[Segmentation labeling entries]
··········
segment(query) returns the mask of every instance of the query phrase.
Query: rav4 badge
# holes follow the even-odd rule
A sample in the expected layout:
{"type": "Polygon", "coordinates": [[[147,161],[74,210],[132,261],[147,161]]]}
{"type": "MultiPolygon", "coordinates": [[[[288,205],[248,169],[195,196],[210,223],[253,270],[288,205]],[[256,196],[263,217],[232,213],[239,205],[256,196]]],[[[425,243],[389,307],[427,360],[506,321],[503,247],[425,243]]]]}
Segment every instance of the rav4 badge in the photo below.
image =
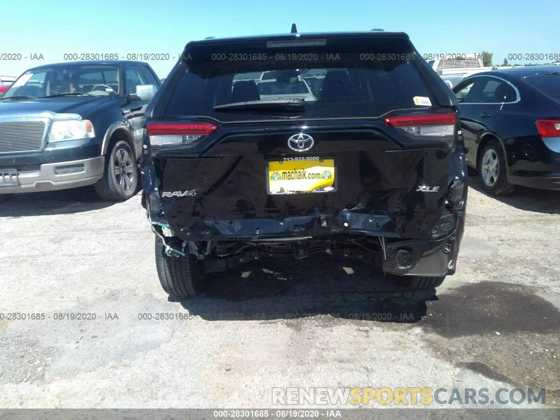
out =
{"type": "Polygon", "coordinates": [[[174,191],[172,192],[165,191],[161,193],[162,197],[184,197],[187,195],[196,195],[196,190],[187,190],[186,191],[174,191]]]}
{"type": "Polygon", "coordinates": [[[427,185],[418,185],[417,191],[422,191],[424,193],[436,193],[440,190],[438,186],[428,186],[427,185]]]}

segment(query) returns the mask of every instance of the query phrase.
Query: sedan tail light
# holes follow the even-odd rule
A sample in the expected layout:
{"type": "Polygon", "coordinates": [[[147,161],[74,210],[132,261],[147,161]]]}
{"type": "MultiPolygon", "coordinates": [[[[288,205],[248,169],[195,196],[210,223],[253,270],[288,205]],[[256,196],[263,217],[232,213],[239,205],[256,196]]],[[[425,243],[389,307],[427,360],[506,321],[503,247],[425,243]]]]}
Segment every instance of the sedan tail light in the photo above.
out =
{"type": "Polygon", "coordinates": [[[541,137],[560,137],[560,120],[537,120],[536,124],[541,137]]]}
{"type": "Polygon", "coordinates": [[[190,144],[211,134],[218,127],[209,123],[154,122],[146,124],[152,147],[190,144]]]}
{"type": "Polygon", "coordinates": [[[535,124],[547,147],[560,153],[560,120],[537,120],[535,124]]]}

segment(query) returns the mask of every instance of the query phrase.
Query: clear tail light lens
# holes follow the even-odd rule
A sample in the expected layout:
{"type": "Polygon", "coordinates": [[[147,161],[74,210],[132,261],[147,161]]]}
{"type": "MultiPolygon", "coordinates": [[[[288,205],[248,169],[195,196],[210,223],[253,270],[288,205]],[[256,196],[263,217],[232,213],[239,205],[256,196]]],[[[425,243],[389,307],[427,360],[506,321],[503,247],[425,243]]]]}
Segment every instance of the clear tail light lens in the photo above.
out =
{"type": "Polygon", "coordinates": [[[146,130],[152,148],[190,144],[218,129],[209,123],[148,123],[146,130]]]}
{"type": "Polygon", "coordinates": [[[537,120],[536,124],[541,137],[560,137],[560,120],[537,120]]]}
{"type": "Polygon", "coordinates": [[[411,114],[385,118],[385,122],[405,132],[409,136],[423,140],[447,141],[453,143],[457,114],[411,114]]]}
{"type": "Polygon", "coordinates": [[[560,120],[537,120],[535,123],[547,147],[560,153],[560,120]]]}

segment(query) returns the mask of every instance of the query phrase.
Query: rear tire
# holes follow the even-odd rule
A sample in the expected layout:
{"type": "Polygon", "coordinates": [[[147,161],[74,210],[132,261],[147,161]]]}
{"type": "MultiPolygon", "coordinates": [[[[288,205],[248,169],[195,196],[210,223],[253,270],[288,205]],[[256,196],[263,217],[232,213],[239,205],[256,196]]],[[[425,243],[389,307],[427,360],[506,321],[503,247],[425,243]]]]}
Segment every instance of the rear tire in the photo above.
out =
{"type": "Polygon", "coordinates": [[[507,182],[506,157],[499,142],[489,142],[482,150],[478,161],[478,176],[484,191],[492,195],[507,195],[515,189],[507,182]]]}
{"type": "Polygon", "coordinates": [[[407,290],[425,290],[433,289],[441,286],[445,279],[445,276],[442,277],[424,277],[419,276],[403,276],[402,278],[403,287],[407,290]]]}
{"type": "Polygon", "coordinates": [[[103,178],[94,186],[106,201],[128,200],[137,192],[138,179],[134,151],[125,141],[119,140],[105,156],[103,178]]]}
{"type": "Polygon", "coordinates": [[[202,263],[192,254],[169,256],[161,239],[156,236],[156,268],[161,287],[167,294],[178,297],[193,297],[206,285],[202,263]]]}

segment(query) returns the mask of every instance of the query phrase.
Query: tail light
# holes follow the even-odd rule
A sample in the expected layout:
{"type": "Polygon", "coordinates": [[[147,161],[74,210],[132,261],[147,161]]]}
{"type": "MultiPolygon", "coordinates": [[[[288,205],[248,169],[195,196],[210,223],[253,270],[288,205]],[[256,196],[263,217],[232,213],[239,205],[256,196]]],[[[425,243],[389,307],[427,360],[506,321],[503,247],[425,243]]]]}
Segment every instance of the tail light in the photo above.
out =
{"type": "Polygon", "coordinates": [[[452,144],[457,114],[455,113],[445,113],[397,115],[385,118],[385,122],[413,138],[422,140],[444,141],[452,144]]]}
{"type": "Polygon", "coordinates": [[[537,120],[536,124],[541,137],[560,137],[560,120],[537,120]]]}
{"type": "Polygon", "coordinates": [[[147,123],[146,131],[152,148],[190,144],[211,134],[218,127],[209,123],[147,123]]]}
{"type": "Polygon", "coordinates": [[[535,124],[547,147],[560,153],[560,120],[537,120],[535,124]]]}

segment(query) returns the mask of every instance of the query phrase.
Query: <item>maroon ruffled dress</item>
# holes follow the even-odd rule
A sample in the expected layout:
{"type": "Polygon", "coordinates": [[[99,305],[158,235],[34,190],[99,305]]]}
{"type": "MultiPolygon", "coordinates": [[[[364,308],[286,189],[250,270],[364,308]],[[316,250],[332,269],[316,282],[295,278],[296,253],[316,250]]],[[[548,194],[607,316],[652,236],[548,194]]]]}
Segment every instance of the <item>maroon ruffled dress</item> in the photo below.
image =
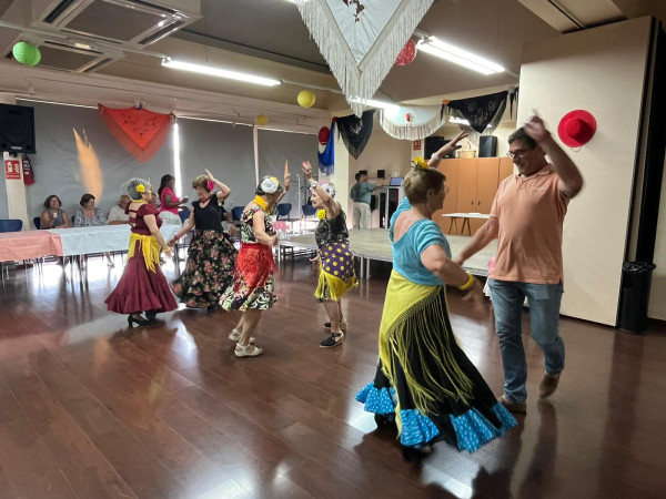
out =
{"type": "MultiPolygon", "coordinates": [[[[132,233],[141,236],[150,236],[150,230],[145,225],[145,215],[155,215],[158,227],[162,225],[158,210],[151,204],[142,204],[139,210],[128,210],[132,233]]],[[[132,257],[128,257],[122,277],[115,289],[104,301],[107,307],[117,314],[135,314],[141,312],[162,313],[174,310],[178,307],[167,278],[160,268],[160,263],[153,263],[153,269],[149,269],[143,256],[141,241],[131,241],[134,245],[132,257]]],[[[132,248],[130,248],[132,249],[132,248]]],[[[130,254],[132,252],[130,251],[130,254]]]]}

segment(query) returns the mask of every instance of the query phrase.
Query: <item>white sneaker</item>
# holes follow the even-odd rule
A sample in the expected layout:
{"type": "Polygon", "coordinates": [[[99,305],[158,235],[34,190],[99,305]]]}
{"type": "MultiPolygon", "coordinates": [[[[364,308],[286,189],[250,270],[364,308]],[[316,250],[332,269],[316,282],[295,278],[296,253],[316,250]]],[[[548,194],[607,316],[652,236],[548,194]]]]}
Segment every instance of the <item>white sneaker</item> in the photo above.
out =
{"type": "MultiPolygon", "coordinates": [[[[231,339],[232,342],[238,342],[239,339],[241,339],[241,336],[242,333],[235,327],[231,329],[231,333],[229,333],[229,339],[231,339]]],[[[250,336],[250,343],[254,343],[254,336],[250,336]]]]}

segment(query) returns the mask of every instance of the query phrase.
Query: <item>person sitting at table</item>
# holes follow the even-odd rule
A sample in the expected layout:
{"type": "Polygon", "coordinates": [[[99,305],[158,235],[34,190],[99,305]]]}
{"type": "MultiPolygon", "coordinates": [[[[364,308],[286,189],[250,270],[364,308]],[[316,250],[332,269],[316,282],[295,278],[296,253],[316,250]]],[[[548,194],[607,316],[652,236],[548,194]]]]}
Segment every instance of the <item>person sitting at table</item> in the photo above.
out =
{"type": "Polygon", "coordinates": [[[109,225],[123,225],[130,223],[130,215],[128,214],[130,201],[130,196],[127,194],[120,196],[118,204],[109,212],[109,218],[107,220],[109,225]]]}
{"type": "Polygon", "coordinates": [[[160,216],[164,221],[165,224],[175,224],[180,225],[181,220],[178,215],[178,208],[182,205],[186,205],[190,198],[184,196],[182,200],[173,192],[173,187],[175,186],[175,179],[173,175],[169,173],[163,175],[160,180],[160,189],[158,190],[158,194],[160,195],[160,216]]]}
{"type": "MultiPolygon", "coordinates": [[[[95,197],[90,193],[85,193],[81,196],[81,201],[79,201],[81,207],[79,207],[74,214],[74,227],[99,227],[100,225],[107,225],[107,217],[102,211],[94,205],[94,202],[95,197]]],[[[115,266],[109,252],[105,252],[104,256],[107,257],[107,264],[110,267],[115,266]]]]}
{"type": "Polygon", "coordinates": [[[62,202],[56,194],[51,194],[43,204],[44,208],[40,215],[40,228],[67,228],[69,216],[62,210],[62,202]]]}
{"type": "Polygon", "coordinates": [[[171,288],[188,307],[213,312],[222,293],[232,284],[238,252],[230,235],[222,230],[222,203],[231,190],[208,170],[205,173],[208,176],[199,175],[192,181],[198,200],[192,202],[190,218],[169,241],[171,246],[194,228],[188,264],[171,283],[171,288]]]}
{"type": "Polygon", "coordinates": [[[158,210],[150,204],[151,191],[143,179],[128,182],[128,194],[132,198],[128,206],[132,227],[128,264],[115,289],[104,301],[109,310],[128,314],[130,326],[152,324],[158,314],[178,307],[160,267],[160,251],[171,256],[171,248],[160,232],[162,220],[158,210]]]}

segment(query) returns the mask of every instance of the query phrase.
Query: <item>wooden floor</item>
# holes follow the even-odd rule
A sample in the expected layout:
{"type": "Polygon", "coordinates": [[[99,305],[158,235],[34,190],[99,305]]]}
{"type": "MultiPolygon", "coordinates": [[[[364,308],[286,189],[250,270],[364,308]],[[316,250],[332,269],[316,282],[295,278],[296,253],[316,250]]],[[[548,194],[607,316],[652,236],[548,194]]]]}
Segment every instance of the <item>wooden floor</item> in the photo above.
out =
{"type": "MultiPolygon", "coordinates": [[[[666,334],[564,319],[567,368],[528,414],[470,455],[440,442],[403,461],[354,394],[372,379],[387,269],[350,293],[347,340],[323,350],[324,310],[303,259],[278,277],[259,358],[235,358],[235,317],[182,309],[127,327],[103,301],[122,269],[88,285],[10,273],[0,284],[0,498],[666,497],[666,334]],[[659,457],[662,456],[662,457],[659,457]]],[[[492,314],[450,296],[471,359],[501,394],[492,314]]],[[[527,324],[527,323],[525,323],[527,324]]]]}

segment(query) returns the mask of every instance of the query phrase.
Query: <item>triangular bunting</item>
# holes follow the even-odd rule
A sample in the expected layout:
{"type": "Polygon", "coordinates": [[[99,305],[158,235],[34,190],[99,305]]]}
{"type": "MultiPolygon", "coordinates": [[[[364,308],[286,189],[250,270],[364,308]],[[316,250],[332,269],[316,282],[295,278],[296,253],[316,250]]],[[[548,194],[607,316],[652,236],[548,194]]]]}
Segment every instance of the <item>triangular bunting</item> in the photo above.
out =
{"type": "Polygon", "coordinates": [[[433,3],[433,0],[295,1],[357,116],[433,3]]]}

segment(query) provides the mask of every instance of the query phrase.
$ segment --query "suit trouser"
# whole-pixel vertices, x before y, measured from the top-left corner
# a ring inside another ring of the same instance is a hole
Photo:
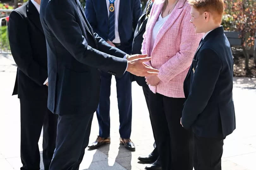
··········
# Written task:
Gather every line in the entries above that contains the string "light". Case counts.

# Exercise solution:
Query: sedan tail light
Segment every instance of the sedan tail light in the photo above.
Query: clear tail light lens
Segment every instance of the clear tail light lens in the photo above.
Query: tail light
Segment every instance of the tail light in the photo above.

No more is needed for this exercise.